Natural language region descriptions
+===+

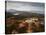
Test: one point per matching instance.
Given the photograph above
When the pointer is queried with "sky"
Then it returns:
(26, 6)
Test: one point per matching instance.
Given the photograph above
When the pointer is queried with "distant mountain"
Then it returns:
(22, 14)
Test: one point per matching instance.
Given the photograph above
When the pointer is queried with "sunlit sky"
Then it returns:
(26, 6)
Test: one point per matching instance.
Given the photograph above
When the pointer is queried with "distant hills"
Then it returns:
(22, 14)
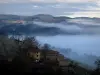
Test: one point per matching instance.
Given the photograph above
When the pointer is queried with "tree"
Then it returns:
(97, 62)
(44, 50)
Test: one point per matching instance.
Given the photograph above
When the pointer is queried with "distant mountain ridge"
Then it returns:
(40, 17)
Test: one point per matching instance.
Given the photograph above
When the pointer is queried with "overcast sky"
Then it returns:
(72, 8)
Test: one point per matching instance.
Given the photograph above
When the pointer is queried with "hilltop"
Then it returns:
(28, 56)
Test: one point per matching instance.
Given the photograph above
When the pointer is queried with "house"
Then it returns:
(35, 54)
(52, 55)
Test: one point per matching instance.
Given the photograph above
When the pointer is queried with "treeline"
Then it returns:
(14, 59)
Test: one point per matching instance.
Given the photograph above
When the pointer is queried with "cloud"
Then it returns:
(73, 8)
(59, 1)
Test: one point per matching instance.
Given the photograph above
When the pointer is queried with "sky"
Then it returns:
(71, 8)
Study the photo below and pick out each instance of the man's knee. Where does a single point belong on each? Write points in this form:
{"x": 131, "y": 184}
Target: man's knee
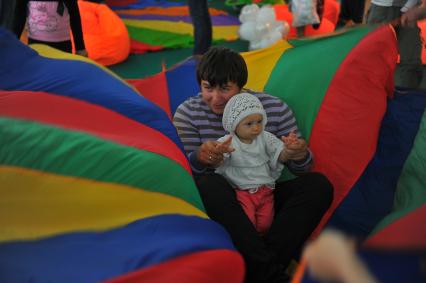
{"x": 323, "y": 189}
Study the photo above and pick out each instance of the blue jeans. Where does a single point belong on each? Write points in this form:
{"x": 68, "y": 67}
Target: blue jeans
{"x": 199, "y": 11}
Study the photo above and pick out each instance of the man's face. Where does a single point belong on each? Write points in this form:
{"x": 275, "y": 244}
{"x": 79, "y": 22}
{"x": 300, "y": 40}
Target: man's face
{"x": 217, "y": 97}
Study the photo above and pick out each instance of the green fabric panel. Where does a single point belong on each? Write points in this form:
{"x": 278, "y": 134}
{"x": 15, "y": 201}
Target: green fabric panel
{"x": 138, "y": 66}
{"x": 411, "y": 188}
{"x": 160, "y": 38}
{"x": 71, "y": 153}
{"x": 303, "y": 74}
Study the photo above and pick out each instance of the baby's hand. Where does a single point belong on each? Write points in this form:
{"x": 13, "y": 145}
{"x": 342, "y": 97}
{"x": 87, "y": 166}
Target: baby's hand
{"x": 290, "y": 139}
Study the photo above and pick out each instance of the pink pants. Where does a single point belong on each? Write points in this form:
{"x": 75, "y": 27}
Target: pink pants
{"x": 258, "y": 206}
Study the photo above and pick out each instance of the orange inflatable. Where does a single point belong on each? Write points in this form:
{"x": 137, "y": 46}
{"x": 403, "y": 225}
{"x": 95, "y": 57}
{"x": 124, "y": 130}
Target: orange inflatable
{"x": 105, "y": 35}
{"x": 328, "y": 23}
{"x": 422, "y": 26}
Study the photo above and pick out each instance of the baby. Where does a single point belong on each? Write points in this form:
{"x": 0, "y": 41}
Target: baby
{"x": 257, "y": 160}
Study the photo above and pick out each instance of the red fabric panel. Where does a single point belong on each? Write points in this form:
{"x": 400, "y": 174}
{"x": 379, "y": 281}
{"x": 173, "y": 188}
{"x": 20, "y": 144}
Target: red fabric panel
{"x": 358, "y": 109}
{"x": 82, "y": 116}
{"x": 155, "y": 90}
{"x": 408, "y": 232}
{"x": 137, "y": 47}
{"x": 215, "y": 266}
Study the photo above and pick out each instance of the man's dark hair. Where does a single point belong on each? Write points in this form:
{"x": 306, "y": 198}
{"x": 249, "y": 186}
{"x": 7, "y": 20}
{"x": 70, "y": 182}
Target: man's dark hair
{"x": 220, "y": 65}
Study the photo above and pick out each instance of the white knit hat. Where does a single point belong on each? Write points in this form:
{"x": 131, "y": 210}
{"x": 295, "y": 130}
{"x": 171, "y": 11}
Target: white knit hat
{"x": 239, "y": 107}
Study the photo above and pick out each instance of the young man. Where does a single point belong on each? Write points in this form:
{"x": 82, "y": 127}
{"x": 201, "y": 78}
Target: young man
{"x": 299, "y": 203}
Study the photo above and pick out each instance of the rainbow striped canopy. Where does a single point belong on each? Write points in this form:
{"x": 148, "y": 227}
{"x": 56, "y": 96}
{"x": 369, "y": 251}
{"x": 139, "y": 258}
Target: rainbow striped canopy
{"x": 70, "y": 129}
{"x": 94, "y": 184}
{"x": 155, "y": 25}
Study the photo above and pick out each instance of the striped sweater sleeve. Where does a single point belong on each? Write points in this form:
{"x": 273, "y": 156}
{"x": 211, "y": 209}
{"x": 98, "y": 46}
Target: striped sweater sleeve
{"x": 281, "y": 122}
{"x": 189, "y": 136}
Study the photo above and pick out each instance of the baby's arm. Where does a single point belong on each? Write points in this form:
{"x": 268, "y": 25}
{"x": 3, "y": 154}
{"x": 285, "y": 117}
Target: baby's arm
{"x": 408, "y": 5}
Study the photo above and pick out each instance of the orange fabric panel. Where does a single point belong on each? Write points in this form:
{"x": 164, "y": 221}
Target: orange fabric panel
{"x": 105, "y": 35}
{"x": 169, "y": 11}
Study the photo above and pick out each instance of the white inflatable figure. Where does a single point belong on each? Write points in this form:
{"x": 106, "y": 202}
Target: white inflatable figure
{"x": 259, "y": 26}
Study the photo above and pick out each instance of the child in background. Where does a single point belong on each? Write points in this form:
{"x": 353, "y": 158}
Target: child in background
{"x": 257, "y": 160}
{"x": 49, "y": 23}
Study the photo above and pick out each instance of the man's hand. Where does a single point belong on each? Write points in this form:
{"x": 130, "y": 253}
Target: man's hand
{"x": 411, "y": 17}
{"x": 211, "y": 152}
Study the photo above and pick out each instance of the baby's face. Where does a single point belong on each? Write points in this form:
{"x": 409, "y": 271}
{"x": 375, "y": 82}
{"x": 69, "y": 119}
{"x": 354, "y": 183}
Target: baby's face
{"x": 249, "y": 128}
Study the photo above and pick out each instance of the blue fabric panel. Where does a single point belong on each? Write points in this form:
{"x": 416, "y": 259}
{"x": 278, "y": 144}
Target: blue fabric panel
{"x": 182, "y": 83}
{"x": 23, "y": 69}
{"x": 372, "y": 196}
{"x": 93, "y": 257}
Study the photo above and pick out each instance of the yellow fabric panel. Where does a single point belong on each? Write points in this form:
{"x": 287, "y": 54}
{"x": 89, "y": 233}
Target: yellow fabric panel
{"x": 260, "y": 64}
{"x": 219, "y": 32}
{"x": 35, "y": 204}
{"x": 53, "y": 53}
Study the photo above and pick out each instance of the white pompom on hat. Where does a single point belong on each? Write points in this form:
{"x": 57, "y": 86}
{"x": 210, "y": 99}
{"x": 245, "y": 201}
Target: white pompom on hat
{"x": 239, "y": 107}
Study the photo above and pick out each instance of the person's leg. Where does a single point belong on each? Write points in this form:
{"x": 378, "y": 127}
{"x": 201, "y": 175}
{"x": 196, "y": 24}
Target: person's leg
{"x": 299, "y": 206}
{"x": 265, "y": 209}
{"x": 246, "y": 202}
{"x": 65, "y": 46}
{"x": 409, "y": 73}
{"x": 199, "y": 12}
{"x": 222, "y": 206}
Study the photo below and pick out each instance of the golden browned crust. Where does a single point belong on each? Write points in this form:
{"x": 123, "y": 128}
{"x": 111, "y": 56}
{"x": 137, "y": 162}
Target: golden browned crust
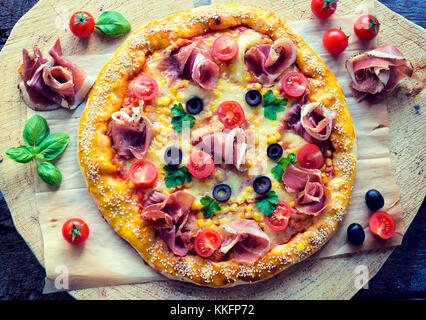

+===+

■ **Exercise**
Please write out all of the data verbatim, with no pictures in the copy.

■ **Output of the task**
Test: one point per matching instance.
Given the photograph above
When the pointer is queried with "sky"
Then it returns:
(26, 6)
Test: one point per matching instance.
Given the photograph above
When the pointer is queried with "distant mountain"
Then it returns:
(22, 14)
Test: one point per matching instance.
Given the photograph above
When the pointer is queried with "sunlit sky"
Then it returns:
(26, 6)
Test: one point per matching instance.
Given the photograph above
When the pointer is queried with "distant hills"
Then it returns:
(22, 14)
Test: one point per matching instance.
Given the photograph above
When the pointer is queried with "tree"
Then it returns:
(97, 62)
(44, 50)
Test: one point per matching instance.
Given the photograph above
When the pointer is queried with "distant mountain ridge"
Then it returns:
(40, 17)
Test: one point per matching instance.
Given the photograph above
When the pointer is queried with "overcast sky"
Then it returns:
(72, 8)
Test: one point per matching instance.
Given the photograph above
When the pointer is queried with "hilltop"
Then it returns:
(28, 56)
Test: one point per matching instance.
Given the photograph above
When the pointer is queried with "house"
Then it returns:
(35, 54)
(52, 55)
Test: one point per matching instance.
Given the photograph above
When the pointer is queried with "treeline"
Then it returns:
(14, 59)
Test: one point per matching instance.
Given the photograph above
When the pointer is queried with "cloud"
Then it returns:
(73, 8)
(59, 1)
Test: one point per matching instance.
Given the photograph above
When the pointer is queried with "sky"
Then it returns:
(71, 8)
Study the photo below and pick out each instance of the man's knee. Where does a single point belong on each? Write points in this form:
{"x": 131, "y": 184}
Target: man's knee
{"x": 323, "y": 189}
Study the photo above and pick out each instance of the blue jeans. Where does a single point belong on each? Write points in this form:
{"x": 68, "y": 67}
Target: blue jeans
{"x": 199, "y": 11}
Study the photo above and pick out each instance of the man's face. Where does a single point belong on each? Write points in this form:
{"x": 275, "y": 244}
{"x": 79, "y": 22}
{"x": 300, "y": 40}
Target: man's face
{"x": 217, "y": 97}
Study the photo above and pick out each instance of the green fabric panel. Where does a single point belong on each? Write points in this form:
{"x": 278, "y": 134}
{"x": 15, "y": 201}
Target: green fabric panel
{"x": 138, "y": 66}
{"x": 411, "y": 188}
{"x": 160, "y": 38}
{"x": 71, "y": 153}
{"x": 303, "y": 74}
Study the photo above and pick out each instance of the baby's hand. Where does a single point belong on each? Write points in this form:
{"x": 13, "y": 145}
{"x": 342, "y": 97}
{"x": 87, "y": 166}
Target: baby's hand
{"x": 290, "y": 139}
Study the photo above and pick out each instance of the pink pants. Where does a single point belong on each? Write points in this form:
{"x": 75, "y": 27}
Target: pink pants
{"x": 258, "y": 206}
Study the photo above and pick out each instance of the orange inflatable. Where does a single point belong on each? Write points in this form:
{"x": 137, "y": 46}
{"x": 403, "y": 225}
{"x": 95, "y": 57}
{"x": 124, "y": 130}
Target: orange inflatable
{"x": 105, "y": 35}
{"x": 328, "y": 23}
{"x": 422, "y": 26}
Study the photo above and pick out each instance of the baby. Where does a single point belong on each? Write points in this form:
{"x": 0, "y": 41}
Target: baby
{"x": 257, "y": 160}
Study the photo above and pick out each instance of the red fabric panel. Where does a single point belong on each? Write points in this form:
{"x": 400, "y": 174}
{"x": 379, "y": 281}
{"x": 173, "y": 188}
{"x": 20, "y": 144}
Target: red fabric panel
{"x": 358, "y": 109}
{"x": 82, "y": 116}
{"x": 155, "y": 90}
{"x": 408, "y": 232}
{"x": 137, "y": 47}
{"x": 215, "y": 266}
Study the photo above and pick out each instance of the man's dark hair. Where does a single point belong on each? Write points in this form:
{"x": 306, "y": 198}
{"x": 249, "y": 186}
{"x": 7, "y": 20}
{"x": 70, "y": 182}
Target: man's dark hair
{"x": 220, "y": 65}
Study the photo above and pick out each instance of the white knit hat. Where does a single point belong on each? Write points in this form:
{"x": 131, "y": 210}
{"x": 295, "y": 130}
{"x": 171, "y": 11}
Target: white knit hat
{"x": 239, "y": 107}
Study the photo above and pick out each instance of the young man. Where does a single point belong on each? Write points in this form:
{"x": 82, "y": 127}
{"x": 201, "y": 78}
Target: young man
{"x": 299, "y": 203}
Study the photo above and pick out each instance of the rainbow striped canopy. Where does a single point belong on each? Write points in this form:
{"x": 148, "y": 227}
{"x": 56, "y": 96}
{"x": 369, "y": 251}
{"x": 139, "y": 258}
Target: rainbow striped canopy
{"x": 70, "y": 129}
{"x": 94, "y": 184}
{"x": 155, "y": 25}
Study the photo above and pick out each instance of the striped sweater sleeve. Where does a single point belong on each? Write points in this form:
{"x": 273, "y": 156}
{"x": 211, "y": 209}
{"x": 98, "y": 46}
Target: striped sweater sleeve
{"x": 281, "y": 122}
{"x": 189, "y": 136}
Study the photo above and pick out each instance of the baby's arm. Where does a single point belong on each? Write points in this form:
{"x": 268, "y": 25}
{"x": 3, "y": 154}
{"x": 285, "y": 117}
Target: baby's arm
{"x": 408, "y": 5}
Study the photo above and pick out each instance of the orange fabric panel. Where does a single point belong on each? Write points in this form:
{"x": 164, "y": 221}
Target: orange fabric panel
{"x": 105, "y": 35}
{"x": 169, "y": 11}
Study the photo above and pick out each instance of the white inflatable figure. Where does a single point belong on each? Write points in this form:
{"x": 106, "y": 202}
Target: white inflatable figure
{"x": 259, "y": 26}
Study the photo above and pick out each instance of the child in background. Where does a single point belong on each? Write points in this form:
{"x": 353, "y": 158}
Target: child in background
{"x": 257, "y": 160}
{"x": 49, "y": 23}
Study the photo above and pick out each instance of the man's hand. Where does a single point belong on each? Write points in this form:
{"x": 130, "y": 253}
Target: man's hand
{"x": 411, "y": 17}
{"x": 211, "y": 152}
Study the photo above and pick out each instance of the baby's face. Where does a single point belong on each? Write points in this form:
{"x": 409, "y": 271}
{"x": 375, "y": 82}
{"x": 69, "y": 119}
{"x": 354, "y": 183}
Target: baby's face
{"x": 249, "y": 128}
Study the photo above and pick out each instance of the blue fabric panel. Where does a single point belong on each? Write points in this form:
{"x": 416, "y": 259}
{"x": 278, "y": 144}
Target: blue fabric panel
{"x": 182, "y": 83}
{"x": 23, "y": 69}
{"x": 372, "y": 196}
{"x": 93, "y": 257}
Study the photo above and pick out each instance of the yellow fabric panel. Where does a single point belong on each? Write points in this form:
{"x": 287, "y": 54}
{"x": 89, "y": 233}
Target: yellow fabric panel
{"x": 260, "y": 64}
{"x": 219, "y": 32}
{"x": 35, "y": 204}
{"x": 53, "y": 53}
Study the photo above and pick out each instance of the white pompom on hat. Where does a single point belong on each? Write points in this form:
{"x": 57, "y": 86}
{"x": 210, "y": 99}
{"x": 245, "y": 201}
Target: white pompom on hat
{"x": 239, "y": 107}
Study the photo above and pick out each instance of the person's leg. Where does a single point belong on each? Write points in this form:
{"x": 378, "y": 127}
{"x": 201, "y": 175}
{"x": 196, "y": 24}
Target: person's leg
{"x": 299, "y": 206}
{"x": 265, "y": 209}
{"x": 246, "y": 202}
{"x": 65, "y": 46}
{"x": 409, "y": 73}
{"x": 199, "y": 12}
{"x": 222, "y": 206}
Study the photo below and pick out each instance of the golden browned crust. Where does a single point belong on each? Write points in this form:
{"x": 123, "y": 128}
{"x": 111, "y": 56}
{"x": 137, "y": 162}
Target: golden browned crust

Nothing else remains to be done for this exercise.